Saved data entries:
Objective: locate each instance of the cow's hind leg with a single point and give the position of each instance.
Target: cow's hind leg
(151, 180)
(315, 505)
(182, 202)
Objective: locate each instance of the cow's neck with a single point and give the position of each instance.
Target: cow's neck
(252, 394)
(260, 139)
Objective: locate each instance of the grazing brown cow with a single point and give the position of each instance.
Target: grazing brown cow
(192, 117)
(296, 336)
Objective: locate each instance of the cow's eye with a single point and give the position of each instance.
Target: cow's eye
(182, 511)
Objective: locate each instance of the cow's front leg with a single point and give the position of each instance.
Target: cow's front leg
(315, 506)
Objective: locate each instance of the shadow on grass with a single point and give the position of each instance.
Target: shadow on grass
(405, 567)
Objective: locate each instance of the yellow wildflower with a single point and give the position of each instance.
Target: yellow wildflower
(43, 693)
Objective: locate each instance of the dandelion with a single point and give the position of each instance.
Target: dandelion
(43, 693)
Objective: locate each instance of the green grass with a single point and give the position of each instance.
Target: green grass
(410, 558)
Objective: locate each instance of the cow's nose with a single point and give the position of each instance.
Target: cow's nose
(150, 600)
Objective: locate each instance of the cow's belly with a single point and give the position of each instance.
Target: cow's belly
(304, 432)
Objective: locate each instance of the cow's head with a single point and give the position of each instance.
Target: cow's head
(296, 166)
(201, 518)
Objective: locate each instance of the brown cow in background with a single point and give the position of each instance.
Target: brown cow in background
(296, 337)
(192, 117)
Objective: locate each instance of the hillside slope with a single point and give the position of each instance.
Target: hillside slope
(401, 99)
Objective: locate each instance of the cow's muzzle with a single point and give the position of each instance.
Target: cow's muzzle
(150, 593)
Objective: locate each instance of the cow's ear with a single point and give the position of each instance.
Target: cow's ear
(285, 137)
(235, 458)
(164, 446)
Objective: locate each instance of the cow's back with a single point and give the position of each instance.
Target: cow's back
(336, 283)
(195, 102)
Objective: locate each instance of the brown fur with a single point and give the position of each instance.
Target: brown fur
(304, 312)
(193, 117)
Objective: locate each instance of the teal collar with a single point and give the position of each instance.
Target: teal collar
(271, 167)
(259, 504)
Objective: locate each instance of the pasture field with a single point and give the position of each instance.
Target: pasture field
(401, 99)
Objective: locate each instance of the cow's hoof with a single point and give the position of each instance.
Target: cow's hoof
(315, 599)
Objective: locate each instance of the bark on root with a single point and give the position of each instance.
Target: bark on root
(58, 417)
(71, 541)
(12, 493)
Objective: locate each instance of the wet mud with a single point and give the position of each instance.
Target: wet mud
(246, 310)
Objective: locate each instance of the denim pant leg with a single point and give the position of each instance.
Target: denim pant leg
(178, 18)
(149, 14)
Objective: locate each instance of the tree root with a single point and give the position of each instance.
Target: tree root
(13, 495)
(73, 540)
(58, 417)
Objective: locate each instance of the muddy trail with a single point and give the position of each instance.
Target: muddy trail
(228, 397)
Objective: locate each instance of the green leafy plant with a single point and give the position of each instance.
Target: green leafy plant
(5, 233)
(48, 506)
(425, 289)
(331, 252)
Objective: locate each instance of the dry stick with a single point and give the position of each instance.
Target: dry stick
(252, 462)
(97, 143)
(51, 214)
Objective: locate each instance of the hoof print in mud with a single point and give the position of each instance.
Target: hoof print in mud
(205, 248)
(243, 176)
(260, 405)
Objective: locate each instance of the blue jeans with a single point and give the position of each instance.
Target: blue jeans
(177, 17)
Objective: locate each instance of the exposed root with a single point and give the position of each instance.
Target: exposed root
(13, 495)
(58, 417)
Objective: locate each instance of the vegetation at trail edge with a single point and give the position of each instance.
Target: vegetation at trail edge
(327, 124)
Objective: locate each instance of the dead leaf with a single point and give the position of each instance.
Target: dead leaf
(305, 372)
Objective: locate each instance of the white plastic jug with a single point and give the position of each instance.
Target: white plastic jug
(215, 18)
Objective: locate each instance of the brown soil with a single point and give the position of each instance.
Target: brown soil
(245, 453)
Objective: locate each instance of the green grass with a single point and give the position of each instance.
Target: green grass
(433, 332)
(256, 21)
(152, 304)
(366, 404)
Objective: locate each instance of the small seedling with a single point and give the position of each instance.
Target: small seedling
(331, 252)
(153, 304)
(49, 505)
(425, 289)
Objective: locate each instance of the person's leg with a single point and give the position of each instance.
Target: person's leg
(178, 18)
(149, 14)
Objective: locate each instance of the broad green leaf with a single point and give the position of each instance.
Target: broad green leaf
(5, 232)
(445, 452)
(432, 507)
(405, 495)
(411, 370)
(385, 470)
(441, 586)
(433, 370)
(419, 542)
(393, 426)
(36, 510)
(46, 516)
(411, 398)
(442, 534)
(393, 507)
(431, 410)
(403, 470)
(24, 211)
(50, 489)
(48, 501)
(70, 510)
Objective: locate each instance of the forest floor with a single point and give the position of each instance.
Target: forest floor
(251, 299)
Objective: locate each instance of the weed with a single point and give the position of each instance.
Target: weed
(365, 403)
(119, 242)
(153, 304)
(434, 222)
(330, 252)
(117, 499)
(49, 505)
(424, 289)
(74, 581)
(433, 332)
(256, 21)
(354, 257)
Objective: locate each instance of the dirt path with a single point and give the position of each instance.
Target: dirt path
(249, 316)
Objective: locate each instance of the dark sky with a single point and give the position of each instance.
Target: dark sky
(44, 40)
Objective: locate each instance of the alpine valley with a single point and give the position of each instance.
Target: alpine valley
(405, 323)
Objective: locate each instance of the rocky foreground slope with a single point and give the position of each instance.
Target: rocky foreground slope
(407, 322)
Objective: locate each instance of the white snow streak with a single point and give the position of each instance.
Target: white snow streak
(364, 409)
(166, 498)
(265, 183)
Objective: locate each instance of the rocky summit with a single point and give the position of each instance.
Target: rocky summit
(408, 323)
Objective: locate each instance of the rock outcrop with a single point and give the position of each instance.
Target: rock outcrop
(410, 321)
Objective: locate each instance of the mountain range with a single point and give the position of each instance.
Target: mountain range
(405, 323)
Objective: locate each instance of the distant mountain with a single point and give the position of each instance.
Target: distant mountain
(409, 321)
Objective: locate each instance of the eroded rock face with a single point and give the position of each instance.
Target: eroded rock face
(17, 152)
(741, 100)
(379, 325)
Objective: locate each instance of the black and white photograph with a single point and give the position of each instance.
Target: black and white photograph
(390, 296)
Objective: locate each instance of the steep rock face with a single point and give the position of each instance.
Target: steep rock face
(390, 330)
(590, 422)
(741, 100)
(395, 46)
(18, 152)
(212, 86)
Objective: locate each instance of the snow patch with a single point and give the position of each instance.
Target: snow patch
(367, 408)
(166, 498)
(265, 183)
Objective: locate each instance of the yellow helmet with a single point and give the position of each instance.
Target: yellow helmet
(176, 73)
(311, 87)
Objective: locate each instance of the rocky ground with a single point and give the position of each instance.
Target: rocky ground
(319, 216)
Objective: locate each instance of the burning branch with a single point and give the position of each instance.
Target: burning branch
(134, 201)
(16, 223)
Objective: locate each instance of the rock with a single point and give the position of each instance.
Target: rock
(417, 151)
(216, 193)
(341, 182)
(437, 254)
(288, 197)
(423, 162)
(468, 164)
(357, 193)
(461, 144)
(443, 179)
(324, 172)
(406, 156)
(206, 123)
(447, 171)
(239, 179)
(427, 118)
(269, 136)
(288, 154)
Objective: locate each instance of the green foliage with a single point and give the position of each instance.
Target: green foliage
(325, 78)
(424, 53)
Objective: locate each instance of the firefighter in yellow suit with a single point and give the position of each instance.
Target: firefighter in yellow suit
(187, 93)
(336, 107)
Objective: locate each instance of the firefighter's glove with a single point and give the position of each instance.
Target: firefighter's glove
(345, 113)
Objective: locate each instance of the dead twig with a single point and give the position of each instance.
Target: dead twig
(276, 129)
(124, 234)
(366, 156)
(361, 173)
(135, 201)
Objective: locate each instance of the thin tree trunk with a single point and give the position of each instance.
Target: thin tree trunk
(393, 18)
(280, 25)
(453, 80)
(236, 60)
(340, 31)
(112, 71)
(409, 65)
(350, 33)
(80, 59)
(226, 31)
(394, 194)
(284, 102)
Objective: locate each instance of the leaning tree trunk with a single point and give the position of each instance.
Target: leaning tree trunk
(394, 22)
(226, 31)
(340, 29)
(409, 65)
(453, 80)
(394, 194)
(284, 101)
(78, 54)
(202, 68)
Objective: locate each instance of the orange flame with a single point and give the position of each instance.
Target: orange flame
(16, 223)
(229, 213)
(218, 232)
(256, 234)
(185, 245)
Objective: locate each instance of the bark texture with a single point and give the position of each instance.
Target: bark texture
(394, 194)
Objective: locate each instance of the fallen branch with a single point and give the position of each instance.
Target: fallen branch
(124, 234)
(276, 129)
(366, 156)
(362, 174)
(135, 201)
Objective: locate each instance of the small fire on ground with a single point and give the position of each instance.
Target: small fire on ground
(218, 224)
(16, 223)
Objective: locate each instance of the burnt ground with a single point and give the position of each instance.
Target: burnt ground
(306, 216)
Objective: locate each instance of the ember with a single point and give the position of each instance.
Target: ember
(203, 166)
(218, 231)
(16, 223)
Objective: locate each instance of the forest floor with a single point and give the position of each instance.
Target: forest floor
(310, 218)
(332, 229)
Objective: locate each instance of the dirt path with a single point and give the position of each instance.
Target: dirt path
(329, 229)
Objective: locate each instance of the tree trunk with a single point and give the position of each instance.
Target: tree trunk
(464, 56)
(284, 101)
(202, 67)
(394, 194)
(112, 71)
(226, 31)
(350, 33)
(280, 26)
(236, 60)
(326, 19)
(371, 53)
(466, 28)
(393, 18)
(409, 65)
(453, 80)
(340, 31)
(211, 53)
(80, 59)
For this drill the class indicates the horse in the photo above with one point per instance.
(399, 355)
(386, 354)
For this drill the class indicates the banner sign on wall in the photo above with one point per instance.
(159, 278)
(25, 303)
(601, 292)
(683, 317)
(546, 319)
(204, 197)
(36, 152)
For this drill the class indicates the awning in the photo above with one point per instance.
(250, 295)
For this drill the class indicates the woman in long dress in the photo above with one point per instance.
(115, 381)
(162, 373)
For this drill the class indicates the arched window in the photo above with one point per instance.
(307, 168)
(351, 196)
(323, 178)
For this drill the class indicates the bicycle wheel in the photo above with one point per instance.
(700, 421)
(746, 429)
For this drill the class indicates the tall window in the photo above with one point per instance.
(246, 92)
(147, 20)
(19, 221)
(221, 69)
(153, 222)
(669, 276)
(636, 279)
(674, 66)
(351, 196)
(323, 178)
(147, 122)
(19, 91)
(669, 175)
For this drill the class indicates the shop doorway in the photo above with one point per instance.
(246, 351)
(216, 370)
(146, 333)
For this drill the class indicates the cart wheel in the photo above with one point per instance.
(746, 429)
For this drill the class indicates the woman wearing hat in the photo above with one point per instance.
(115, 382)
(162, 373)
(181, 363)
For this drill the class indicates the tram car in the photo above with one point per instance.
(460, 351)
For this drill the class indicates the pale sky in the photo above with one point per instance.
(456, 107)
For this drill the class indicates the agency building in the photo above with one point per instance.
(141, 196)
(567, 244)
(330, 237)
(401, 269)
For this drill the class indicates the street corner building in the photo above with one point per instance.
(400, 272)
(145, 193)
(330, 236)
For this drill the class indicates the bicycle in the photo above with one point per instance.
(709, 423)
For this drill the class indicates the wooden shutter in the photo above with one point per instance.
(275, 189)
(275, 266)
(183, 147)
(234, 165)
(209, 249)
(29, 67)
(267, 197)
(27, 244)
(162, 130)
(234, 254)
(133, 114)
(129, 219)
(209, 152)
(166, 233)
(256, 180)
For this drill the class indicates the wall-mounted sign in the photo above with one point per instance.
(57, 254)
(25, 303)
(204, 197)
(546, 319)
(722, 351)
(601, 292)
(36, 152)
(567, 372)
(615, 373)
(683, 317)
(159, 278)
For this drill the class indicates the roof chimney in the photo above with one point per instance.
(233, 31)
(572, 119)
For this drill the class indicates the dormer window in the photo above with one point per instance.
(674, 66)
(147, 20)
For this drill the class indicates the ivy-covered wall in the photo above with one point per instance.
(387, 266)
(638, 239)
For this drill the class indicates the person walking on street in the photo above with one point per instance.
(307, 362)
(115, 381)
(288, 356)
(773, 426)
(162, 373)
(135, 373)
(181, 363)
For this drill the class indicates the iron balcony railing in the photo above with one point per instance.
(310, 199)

● **Task prompt**: Reproduce nothing but the lines from the line containing "For this drill the class indicates the wall-mounted" to the last line of the data, each exactly as written.

● **Result of the exercise**:
For this drill the class indicates the wall-mounted sign in the photo above with one point per instance.
(57, 254)
(25, 303)
(204, 197)
(546, 319)
(722, 351)
(601, 292)
(36, 152)
(567, 372)
(615, 373)
(683, 317)
(159, 278)
For this drill the class indicates the roof chimney in the photo above with one point per instance.
(233, 31)
(572, 119)
For this drill the class indicates the dormer window in the photo above with one point per instance.
(674, 66)
(147, 20)
For this drill the class indicates the ivy-covered wall in the photo above with one point per instance.
(387, 266)
(638, 239)
For this drill the class indicates the person walking on street in the photo above with one point per instance.
(307, 362)
(115, 381)
(288, 356)
(773, 426)
(162, 373)
(135, 373)
(181, 363)
For this drill the class indicates the iron balcony railing in the photo above with one point per instance.
(310, 199)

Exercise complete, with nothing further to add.